= REQUIRED ACTION =
Copy out exactly the lines below that run from the one holding "The component shall locate the sky" to the one holding "The component shall locate the ocean", keeping both of those lines and no others.

= DATA RECORDS =
>>>>>

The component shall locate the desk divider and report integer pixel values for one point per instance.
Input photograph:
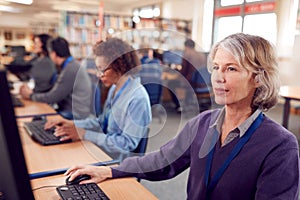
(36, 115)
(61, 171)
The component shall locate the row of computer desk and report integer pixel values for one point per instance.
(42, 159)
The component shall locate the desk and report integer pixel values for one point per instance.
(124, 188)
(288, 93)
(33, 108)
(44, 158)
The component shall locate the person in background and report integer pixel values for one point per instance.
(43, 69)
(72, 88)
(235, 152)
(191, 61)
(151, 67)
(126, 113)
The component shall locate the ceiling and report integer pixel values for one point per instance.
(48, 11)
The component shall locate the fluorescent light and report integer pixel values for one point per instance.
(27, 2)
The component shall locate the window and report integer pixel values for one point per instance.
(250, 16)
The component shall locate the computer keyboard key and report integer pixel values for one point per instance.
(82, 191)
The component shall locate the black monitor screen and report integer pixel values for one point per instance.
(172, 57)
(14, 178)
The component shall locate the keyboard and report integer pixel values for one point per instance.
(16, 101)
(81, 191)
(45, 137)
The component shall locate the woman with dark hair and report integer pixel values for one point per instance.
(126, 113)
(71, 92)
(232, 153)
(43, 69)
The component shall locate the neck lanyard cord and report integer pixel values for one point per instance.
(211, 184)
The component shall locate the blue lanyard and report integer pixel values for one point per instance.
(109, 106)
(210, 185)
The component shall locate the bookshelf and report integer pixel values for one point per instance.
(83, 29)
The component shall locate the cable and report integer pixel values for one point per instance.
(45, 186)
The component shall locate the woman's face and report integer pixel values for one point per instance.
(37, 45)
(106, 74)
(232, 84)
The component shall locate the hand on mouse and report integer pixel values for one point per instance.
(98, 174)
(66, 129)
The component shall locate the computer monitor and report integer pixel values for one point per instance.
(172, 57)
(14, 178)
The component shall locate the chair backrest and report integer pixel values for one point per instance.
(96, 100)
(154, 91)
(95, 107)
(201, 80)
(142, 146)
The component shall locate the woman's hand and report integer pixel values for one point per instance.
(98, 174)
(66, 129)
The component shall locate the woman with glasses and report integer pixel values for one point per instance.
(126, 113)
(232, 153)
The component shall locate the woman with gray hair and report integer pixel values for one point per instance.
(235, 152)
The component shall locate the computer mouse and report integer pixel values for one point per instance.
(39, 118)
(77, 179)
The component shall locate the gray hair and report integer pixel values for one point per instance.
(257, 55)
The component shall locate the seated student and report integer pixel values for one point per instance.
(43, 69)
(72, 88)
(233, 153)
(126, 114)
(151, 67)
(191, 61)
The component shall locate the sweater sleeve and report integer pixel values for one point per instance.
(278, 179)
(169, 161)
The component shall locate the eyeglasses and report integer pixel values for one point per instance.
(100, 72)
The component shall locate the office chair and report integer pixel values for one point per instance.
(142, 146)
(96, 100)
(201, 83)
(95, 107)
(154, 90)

<<<<<
>>>>>

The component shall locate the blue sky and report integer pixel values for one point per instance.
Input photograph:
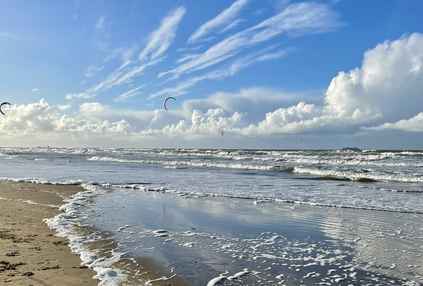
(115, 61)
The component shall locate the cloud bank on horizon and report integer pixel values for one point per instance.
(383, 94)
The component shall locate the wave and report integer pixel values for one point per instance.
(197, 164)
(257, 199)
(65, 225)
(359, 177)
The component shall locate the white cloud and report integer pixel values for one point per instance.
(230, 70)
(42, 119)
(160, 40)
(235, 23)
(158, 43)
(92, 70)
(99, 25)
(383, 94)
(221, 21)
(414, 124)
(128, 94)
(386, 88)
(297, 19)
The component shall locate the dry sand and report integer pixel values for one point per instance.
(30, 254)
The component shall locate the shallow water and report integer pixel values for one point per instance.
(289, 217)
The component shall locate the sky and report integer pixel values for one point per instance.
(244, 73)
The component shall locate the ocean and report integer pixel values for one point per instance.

<<<<<
>>>>>

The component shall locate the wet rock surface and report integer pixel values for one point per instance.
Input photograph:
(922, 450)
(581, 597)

<<<<<

= EXPECTED ANSWER =
The component shall locate the sky and report integer pixel values for one point per instance.
(244, 73)
The component shall locate the ocean and report integer pixel values for one point per instance.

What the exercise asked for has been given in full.